Answer these questions using the article below on the Gaza plan:
1. What did the Pentagon begin drafting plans to do?
2. What name is given in quotation marks to the plan for Gaza?
3. How many Palestinians does Gaza hold, according to the article?

## EXTRACT:
[Begin]
On the same day Donald Trump declared he wanted to take over Gaza, he reinstated the campaign of “maximum pressure” to stop Iran acquiring a nuclear bomb, while the Pentagon began drafting plans to withdraw hundreds of US troops from Syria.

It’s enough to induce whiplash for even the most ardent America Firster; the US president seems torn between his competing instincts of US isolationism, getting tough with the Mullahs and real estate wheeling and dealing.

Trump’s plan would dramatically rewrite the Middle East map, angered America’s close partners in the Arab world and sparked accusations of ethnic cleansing.

The plan would kill off the two-state solution for the creation of an independent Palestine, which enjoys near international consensus as the best way to bring peace.

Details for Trump’s “Riviera of the Middle East” are deliberately sketchy – they wouldn’t even fit on the back of bar coaster – and confusing. It is illegal under international law to forcibly remove a civilian population from an occupied territory.

At this week’s joint press conference in Washington with Israeli Prime Minister Benjamin Netanyahu, Trump implied Gaza would be permanently emptied of its 2.2 million Palestinians and left open the prospect of deploying US troops to keep the peace.

White House officials then scrambled to clarify that Palestinians’ exile would only be temporary while Gaza was rebuilt.

In a post to his Truth Social account on Thursday (Friday AEDT) suggested there would be no reason for Gazans to return, as they “would have already been resettled in far safer and more beautiful communities, with new and modern homes, in the region”.
[End]
## SUPPLIED MATERIAL:
[Begin]
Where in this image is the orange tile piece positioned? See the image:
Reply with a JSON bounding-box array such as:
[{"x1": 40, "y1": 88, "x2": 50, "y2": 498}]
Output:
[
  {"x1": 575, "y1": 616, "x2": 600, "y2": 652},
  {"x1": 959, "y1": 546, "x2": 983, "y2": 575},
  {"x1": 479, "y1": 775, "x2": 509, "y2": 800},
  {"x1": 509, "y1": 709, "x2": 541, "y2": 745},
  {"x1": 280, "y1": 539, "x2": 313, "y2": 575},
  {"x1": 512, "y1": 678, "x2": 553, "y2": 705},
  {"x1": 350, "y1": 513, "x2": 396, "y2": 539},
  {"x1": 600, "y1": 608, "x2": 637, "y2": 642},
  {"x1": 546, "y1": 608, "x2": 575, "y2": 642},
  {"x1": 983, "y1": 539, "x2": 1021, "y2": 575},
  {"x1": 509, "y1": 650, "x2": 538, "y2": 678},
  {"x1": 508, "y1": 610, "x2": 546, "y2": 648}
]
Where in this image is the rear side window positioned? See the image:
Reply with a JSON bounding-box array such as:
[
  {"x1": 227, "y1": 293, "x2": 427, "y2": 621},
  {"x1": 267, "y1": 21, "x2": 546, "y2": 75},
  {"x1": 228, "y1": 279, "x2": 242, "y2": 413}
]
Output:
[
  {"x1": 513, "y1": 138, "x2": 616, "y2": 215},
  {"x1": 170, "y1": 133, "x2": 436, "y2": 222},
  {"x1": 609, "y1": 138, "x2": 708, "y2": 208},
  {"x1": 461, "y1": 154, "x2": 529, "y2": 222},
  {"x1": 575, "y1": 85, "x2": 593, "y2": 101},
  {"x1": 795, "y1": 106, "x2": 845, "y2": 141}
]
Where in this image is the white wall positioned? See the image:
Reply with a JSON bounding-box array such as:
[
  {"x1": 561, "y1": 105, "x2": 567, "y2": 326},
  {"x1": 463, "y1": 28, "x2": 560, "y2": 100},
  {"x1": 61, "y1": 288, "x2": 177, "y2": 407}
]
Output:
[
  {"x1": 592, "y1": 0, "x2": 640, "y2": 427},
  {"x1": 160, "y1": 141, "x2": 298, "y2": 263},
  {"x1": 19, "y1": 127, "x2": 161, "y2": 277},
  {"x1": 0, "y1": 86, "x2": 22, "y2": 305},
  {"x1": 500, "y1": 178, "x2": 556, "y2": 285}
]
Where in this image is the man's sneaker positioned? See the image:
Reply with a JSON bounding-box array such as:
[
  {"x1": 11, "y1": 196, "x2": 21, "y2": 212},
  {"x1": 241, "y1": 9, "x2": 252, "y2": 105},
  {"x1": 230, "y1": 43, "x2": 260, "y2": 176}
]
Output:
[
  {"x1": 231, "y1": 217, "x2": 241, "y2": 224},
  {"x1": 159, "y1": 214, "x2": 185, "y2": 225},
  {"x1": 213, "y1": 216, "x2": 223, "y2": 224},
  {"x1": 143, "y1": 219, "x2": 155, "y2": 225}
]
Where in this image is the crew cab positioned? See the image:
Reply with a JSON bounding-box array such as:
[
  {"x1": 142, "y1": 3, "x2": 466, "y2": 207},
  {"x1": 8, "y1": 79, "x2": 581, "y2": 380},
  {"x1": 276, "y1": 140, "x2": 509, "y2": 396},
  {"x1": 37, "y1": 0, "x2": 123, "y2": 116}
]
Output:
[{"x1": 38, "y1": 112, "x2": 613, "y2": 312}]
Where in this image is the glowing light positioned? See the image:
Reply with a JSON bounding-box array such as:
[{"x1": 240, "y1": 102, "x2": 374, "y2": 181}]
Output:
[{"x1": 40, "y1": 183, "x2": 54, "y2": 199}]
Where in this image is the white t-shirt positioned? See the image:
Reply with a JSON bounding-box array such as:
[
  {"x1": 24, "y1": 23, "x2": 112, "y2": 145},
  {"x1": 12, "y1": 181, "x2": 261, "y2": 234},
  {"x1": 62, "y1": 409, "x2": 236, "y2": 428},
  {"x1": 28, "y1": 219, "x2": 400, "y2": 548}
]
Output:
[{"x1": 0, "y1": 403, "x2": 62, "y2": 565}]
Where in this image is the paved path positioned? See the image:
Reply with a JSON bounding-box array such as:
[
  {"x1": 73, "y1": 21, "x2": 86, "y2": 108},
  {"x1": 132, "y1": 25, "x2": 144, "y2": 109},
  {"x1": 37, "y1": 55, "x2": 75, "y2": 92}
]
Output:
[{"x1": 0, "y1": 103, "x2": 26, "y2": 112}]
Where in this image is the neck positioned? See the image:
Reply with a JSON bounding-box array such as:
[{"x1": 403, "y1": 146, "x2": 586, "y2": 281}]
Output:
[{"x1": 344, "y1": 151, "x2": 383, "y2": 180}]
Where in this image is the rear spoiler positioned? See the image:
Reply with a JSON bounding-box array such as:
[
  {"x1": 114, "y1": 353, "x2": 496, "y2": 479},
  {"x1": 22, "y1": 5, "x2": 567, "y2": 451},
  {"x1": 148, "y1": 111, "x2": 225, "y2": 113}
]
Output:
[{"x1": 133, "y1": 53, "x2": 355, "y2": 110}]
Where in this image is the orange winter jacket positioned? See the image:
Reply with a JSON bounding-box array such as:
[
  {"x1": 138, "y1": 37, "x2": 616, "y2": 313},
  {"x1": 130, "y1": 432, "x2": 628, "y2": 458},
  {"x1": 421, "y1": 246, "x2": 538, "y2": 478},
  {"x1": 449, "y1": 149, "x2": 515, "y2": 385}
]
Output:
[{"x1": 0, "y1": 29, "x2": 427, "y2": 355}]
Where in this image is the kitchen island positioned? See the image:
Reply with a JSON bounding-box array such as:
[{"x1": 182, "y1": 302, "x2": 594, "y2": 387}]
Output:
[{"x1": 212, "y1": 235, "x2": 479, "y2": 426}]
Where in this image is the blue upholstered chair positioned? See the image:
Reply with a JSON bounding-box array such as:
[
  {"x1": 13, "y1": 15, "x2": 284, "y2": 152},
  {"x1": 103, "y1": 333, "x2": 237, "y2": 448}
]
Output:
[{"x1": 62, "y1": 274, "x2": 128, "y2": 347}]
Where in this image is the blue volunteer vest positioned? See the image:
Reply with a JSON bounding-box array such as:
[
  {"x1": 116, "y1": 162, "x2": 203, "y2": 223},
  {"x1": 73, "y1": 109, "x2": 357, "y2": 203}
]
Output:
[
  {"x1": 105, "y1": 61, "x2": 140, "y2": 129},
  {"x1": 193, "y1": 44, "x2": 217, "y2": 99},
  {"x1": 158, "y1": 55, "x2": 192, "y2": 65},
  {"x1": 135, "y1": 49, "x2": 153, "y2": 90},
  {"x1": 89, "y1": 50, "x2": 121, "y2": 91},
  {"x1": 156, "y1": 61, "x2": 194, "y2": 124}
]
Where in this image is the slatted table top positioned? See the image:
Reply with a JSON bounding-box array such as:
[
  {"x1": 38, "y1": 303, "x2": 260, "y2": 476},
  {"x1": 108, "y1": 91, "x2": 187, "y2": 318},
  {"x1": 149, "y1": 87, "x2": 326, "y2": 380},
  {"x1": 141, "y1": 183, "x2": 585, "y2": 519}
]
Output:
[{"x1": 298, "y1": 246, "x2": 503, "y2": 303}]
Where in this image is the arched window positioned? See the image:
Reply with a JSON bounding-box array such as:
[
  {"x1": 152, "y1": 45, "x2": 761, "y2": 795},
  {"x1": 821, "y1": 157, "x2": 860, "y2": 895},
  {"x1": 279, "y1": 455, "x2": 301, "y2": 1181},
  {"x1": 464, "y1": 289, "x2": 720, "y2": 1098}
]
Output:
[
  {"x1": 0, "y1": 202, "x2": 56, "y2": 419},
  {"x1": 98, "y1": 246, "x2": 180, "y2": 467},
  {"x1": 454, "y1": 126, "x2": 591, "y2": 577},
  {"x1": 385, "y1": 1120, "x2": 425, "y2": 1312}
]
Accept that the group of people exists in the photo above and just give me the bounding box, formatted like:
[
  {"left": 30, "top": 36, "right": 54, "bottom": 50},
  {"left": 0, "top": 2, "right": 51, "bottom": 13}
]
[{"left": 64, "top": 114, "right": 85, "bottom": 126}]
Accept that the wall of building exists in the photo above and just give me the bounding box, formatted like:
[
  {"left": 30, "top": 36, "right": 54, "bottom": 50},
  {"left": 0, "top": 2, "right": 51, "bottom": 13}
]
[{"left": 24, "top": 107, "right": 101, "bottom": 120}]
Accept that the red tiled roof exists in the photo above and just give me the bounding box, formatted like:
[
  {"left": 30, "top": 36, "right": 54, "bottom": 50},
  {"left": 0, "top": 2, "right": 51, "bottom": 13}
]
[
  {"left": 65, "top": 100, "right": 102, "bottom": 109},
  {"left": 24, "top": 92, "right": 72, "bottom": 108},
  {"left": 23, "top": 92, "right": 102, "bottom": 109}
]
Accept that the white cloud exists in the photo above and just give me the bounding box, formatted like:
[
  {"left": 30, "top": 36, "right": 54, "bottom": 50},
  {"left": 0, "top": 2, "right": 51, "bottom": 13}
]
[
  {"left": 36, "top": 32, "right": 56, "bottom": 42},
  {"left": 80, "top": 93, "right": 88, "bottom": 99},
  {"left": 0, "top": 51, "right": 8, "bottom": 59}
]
[End]
## SOLVED PROBLEM:
1. To withdraw hundreds of US troops from Syria.
2. The "Riviera of the Middle East."
3. 2.2 million.